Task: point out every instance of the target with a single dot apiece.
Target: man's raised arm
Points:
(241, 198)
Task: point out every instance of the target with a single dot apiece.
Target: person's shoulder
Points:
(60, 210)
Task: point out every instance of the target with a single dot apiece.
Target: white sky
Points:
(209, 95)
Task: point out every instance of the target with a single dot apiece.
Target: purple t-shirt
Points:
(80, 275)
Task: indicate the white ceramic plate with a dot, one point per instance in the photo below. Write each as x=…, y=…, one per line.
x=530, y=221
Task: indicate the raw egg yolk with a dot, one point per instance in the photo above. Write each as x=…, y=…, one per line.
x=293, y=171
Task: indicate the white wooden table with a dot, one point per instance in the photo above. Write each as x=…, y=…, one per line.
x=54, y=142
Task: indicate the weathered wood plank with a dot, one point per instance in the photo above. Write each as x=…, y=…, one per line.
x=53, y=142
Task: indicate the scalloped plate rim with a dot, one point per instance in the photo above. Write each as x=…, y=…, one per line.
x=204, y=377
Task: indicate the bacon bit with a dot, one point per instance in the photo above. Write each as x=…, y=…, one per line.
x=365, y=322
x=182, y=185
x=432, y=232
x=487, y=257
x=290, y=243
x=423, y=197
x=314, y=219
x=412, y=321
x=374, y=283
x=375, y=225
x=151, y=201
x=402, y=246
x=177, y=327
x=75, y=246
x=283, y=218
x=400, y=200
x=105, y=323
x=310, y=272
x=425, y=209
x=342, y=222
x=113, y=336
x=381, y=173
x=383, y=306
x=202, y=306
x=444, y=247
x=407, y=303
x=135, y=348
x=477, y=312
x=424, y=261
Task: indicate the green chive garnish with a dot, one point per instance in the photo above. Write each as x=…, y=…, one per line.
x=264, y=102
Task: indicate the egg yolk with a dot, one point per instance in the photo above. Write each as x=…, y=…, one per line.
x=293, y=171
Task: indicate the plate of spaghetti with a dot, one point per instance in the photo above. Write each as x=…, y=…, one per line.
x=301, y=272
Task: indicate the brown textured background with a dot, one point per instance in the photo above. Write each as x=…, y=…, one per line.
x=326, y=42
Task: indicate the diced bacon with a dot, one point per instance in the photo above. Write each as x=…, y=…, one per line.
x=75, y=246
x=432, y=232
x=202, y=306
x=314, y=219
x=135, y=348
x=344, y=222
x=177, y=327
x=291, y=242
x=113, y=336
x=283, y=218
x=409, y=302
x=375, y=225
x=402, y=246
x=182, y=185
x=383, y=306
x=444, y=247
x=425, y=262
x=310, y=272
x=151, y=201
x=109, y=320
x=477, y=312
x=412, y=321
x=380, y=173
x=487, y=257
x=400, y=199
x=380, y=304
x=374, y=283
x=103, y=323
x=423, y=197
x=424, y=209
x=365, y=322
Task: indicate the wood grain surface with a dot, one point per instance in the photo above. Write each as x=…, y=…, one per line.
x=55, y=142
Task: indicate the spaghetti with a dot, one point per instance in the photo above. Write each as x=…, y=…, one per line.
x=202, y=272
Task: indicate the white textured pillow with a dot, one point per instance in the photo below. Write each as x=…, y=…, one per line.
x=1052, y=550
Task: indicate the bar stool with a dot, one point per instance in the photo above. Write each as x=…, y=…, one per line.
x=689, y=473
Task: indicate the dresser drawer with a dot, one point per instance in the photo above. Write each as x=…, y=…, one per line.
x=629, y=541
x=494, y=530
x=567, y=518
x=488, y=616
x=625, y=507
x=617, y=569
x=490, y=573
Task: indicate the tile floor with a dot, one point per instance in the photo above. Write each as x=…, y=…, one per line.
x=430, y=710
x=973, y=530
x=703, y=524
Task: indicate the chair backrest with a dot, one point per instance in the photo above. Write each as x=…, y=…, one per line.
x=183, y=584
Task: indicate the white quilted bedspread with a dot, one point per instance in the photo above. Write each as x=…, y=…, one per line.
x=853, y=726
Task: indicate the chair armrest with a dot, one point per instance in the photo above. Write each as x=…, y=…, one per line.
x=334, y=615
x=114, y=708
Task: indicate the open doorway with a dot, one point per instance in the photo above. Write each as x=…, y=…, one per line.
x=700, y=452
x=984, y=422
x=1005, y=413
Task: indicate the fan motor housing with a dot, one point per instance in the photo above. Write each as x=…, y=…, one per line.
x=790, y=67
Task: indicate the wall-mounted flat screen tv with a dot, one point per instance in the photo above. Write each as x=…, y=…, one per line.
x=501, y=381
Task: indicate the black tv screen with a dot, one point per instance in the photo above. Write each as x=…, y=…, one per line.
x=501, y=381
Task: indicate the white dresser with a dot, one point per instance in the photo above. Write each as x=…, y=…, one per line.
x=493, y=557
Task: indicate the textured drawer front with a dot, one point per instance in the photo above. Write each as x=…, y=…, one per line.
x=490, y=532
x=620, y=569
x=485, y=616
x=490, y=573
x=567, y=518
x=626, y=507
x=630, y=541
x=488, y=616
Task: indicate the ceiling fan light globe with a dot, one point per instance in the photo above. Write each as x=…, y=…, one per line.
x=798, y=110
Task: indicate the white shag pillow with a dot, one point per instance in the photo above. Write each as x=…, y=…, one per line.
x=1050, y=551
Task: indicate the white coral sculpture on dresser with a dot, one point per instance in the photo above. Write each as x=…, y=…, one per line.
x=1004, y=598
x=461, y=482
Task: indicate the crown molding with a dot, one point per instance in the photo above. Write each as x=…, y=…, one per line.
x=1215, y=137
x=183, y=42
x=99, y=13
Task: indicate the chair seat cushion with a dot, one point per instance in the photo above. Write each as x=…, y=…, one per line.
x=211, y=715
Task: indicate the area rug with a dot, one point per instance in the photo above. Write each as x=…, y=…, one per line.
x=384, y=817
######
EXERCISE: Copy out the records from the line with "Task: indicate the spaghetti" through the line with "x=689, y=473", word for word.

EXERCISE SOLUTION:
Task: indicate the spaghetti with a dot, one point per instance in the photo above. Write each as x=…, y=…, one per line.
x=202, y=272
Task: indicate the white textured pillow with a dot, one point per instance in the photo below. Write each as x=…, y=…, one per line.
x=1052, y=550
Task: indicate the bar stool with a dot, one point per instance in the photo above. Write each as x=…, y=…, one per line.
x=689, y=473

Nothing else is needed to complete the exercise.